Exercise aim » Print exactly the lines from the line with "Question. Identify every instance of the blue running" to the last line of the data, please, both included.

Pointing dataset records:
* Start *
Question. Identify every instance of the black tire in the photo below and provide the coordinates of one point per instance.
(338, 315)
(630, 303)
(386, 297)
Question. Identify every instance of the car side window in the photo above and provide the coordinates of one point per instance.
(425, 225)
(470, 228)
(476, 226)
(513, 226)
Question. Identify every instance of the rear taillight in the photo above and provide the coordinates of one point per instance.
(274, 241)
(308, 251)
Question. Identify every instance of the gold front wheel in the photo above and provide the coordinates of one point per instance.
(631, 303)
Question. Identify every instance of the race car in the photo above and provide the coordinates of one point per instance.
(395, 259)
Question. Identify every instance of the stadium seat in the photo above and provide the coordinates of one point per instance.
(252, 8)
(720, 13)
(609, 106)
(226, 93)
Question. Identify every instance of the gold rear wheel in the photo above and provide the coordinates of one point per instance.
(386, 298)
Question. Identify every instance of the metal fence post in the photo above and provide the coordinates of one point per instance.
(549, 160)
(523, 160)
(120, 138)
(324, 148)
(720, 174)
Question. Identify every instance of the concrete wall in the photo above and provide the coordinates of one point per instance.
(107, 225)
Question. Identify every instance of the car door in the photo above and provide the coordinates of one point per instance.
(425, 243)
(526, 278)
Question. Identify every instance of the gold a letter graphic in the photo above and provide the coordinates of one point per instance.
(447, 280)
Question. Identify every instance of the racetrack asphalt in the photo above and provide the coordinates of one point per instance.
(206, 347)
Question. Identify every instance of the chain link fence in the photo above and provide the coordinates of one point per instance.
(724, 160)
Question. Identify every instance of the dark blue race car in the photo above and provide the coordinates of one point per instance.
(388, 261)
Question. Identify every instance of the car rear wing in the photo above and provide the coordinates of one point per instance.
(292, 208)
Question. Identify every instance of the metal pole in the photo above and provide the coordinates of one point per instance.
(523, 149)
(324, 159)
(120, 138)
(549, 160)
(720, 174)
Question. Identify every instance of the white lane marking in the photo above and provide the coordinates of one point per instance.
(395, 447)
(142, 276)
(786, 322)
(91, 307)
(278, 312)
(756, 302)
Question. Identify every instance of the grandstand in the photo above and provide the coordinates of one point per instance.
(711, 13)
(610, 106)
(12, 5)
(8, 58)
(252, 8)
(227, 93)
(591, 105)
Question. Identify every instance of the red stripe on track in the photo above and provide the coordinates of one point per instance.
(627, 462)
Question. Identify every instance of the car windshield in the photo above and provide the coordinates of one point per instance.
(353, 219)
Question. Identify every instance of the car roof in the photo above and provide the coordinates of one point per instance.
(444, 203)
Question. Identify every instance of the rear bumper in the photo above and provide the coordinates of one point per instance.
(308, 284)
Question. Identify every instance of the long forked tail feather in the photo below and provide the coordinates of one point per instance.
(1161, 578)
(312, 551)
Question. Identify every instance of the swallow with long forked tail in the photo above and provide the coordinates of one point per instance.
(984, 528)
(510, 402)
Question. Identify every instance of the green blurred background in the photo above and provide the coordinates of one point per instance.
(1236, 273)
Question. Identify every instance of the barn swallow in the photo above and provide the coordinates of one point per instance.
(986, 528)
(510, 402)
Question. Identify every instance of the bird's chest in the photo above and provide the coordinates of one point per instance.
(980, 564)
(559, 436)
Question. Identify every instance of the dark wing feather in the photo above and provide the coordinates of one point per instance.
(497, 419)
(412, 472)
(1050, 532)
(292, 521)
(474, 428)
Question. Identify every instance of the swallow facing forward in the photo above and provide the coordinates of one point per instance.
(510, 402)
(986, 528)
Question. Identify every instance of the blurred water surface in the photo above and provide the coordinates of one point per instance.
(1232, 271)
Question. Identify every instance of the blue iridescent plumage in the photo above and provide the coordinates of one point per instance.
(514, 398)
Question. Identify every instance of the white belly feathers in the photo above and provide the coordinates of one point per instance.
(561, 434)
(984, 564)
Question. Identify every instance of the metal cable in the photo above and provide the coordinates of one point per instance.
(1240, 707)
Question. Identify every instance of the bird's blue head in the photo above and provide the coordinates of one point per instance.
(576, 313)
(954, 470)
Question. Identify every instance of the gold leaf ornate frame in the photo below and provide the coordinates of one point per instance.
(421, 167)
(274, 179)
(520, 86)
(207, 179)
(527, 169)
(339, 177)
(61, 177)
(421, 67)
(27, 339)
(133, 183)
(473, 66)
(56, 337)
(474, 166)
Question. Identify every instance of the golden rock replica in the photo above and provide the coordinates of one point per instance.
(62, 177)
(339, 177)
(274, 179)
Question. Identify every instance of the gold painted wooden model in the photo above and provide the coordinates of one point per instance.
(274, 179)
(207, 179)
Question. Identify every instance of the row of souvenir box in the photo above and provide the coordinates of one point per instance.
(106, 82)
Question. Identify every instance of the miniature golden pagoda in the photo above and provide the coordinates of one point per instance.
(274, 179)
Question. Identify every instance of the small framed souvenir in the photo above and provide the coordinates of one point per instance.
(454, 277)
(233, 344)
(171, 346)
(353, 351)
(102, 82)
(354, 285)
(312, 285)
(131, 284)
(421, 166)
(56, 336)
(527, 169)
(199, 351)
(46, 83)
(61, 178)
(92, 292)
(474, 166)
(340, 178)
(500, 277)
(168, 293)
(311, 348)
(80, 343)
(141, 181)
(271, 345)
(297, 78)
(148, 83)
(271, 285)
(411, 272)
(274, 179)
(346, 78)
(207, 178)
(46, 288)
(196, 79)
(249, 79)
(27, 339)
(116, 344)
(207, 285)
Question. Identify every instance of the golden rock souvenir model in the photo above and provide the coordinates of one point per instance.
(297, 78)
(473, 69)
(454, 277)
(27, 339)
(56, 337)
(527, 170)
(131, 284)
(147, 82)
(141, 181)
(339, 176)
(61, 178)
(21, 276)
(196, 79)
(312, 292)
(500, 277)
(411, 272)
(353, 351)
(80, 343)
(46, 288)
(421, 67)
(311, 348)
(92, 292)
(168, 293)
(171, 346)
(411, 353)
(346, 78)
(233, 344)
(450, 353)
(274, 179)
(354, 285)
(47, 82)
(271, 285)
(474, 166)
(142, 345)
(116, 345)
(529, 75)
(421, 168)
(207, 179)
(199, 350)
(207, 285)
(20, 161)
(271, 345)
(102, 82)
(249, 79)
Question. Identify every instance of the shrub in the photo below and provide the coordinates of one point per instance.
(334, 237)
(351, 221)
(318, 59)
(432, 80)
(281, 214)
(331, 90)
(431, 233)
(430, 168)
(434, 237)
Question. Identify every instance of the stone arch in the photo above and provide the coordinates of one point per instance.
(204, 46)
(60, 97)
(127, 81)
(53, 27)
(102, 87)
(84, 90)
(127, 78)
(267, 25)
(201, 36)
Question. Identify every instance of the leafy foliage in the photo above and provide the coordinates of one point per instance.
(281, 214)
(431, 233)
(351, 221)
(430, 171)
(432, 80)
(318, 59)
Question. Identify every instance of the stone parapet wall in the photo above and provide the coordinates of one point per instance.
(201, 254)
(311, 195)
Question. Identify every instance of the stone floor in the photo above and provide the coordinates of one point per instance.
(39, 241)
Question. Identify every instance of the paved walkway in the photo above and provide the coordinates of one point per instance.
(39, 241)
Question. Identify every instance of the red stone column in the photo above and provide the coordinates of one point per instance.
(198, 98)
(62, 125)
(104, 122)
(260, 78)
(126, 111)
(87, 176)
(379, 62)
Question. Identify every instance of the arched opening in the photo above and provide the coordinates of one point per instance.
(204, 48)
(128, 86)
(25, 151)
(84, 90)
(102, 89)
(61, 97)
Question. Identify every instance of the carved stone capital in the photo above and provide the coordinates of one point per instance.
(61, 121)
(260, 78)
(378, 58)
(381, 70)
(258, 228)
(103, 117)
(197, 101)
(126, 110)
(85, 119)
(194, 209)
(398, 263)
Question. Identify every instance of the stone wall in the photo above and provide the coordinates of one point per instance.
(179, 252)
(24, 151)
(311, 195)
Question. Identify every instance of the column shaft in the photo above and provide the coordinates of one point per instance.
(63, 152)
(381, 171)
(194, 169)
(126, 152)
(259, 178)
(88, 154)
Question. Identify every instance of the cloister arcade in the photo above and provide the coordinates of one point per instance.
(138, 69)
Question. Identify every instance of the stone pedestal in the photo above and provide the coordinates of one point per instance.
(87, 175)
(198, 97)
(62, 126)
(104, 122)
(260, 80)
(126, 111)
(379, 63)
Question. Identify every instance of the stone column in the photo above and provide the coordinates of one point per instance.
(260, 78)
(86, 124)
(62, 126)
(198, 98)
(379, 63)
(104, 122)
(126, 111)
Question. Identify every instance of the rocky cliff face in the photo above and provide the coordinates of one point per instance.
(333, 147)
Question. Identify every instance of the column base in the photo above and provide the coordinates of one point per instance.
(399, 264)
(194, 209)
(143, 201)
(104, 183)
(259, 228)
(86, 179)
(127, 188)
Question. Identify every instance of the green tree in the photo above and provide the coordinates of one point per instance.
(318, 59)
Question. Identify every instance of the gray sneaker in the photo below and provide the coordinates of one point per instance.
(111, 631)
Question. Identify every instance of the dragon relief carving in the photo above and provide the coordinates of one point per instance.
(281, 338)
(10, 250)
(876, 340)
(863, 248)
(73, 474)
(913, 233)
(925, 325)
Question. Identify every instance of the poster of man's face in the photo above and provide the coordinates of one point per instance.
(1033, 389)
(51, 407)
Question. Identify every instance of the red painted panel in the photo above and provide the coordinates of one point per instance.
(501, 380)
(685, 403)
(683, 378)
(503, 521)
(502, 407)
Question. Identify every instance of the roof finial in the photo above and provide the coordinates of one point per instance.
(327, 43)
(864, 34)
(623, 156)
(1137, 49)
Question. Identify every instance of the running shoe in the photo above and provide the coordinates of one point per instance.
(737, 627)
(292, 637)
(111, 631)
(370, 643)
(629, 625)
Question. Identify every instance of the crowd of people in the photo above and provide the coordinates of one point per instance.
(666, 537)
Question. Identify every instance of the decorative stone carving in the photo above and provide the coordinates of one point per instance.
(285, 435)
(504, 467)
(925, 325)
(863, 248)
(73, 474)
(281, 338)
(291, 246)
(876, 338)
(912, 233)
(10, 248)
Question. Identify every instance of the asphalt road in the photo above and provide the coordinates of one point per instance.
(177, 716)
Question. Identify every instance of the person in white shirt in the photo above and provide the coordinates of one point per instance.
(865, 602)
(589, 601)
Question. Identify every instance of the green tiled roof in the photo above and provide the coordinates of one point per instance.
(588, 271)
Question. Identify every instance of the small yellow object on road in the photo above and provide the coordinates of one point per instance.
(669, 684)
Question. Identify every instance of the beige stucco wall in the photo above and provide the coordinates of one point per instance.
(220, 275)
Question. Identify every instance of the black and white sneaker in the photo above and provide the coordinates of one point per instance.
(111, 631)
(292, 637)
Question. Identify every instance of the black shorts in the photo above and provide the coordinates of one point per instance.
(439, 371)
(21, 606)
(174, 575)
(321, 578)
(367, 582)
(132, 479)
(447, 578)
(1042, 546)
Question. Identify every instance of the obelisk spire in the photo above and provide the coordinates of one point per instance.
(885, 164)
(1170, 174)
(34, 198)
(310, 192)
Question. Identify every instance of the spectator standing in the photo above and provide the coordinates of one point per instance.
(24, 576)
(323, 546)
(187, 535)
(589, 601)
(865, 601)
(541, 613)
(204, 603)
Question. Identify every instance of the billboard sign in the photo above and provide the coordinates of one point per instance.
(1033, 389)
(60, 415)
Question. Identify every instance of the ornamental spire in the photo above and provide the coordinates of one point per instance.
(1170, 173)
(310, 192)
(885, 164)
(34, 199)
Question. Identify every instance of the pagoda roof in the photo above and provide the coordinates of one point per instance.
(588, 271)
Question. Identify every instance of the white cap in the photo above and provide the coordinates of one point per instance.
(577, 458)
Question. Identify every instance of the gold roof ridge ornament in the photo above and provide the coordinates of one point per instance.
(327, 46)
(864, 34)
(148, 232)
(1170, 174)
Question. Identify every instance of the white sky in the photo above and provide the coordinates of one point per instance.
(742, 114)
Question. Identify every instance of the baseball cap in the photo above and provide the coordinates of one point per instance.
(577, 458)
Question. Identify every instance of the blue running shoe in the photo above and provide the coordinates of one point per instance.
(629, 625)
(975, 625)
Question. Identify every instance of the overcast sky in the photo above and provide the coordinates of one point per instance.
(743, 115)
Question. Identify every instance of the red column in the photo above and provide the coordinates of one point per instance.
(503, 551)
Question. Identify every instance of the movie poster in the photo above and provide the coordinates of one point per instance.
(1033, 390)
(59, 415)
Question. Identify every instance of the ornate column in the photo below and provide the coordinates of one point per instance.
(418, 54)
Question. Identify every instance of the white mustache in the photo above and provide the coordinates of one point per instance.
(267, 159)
* End *
Answer in full »
Question. Identify every instance of the blue running shoe in the photo above and provide the coordinates of one point per instance.
(629, 625)
(975, 625)
Question. Identify every instance of the overcast sky in the photo above and provide the coordinates of one point per instance.
(743, 115)
Question. Identify every instance of the red column in the photo above and provide the coordinates of one point per instance.
(503, 551)
Question. Identify every instance of the movie poster in the photo above and provide the coordinates of one point per instance.
(1033, 390)
(59, 415)
Question. Identify every instance of the ornate column in the photo below and provide the coordinates of one point per instance.
(418, 54)
Question. Identify every instance of the white mustache in the photo above and provide the coordinates of one point per instance.
(267, 159)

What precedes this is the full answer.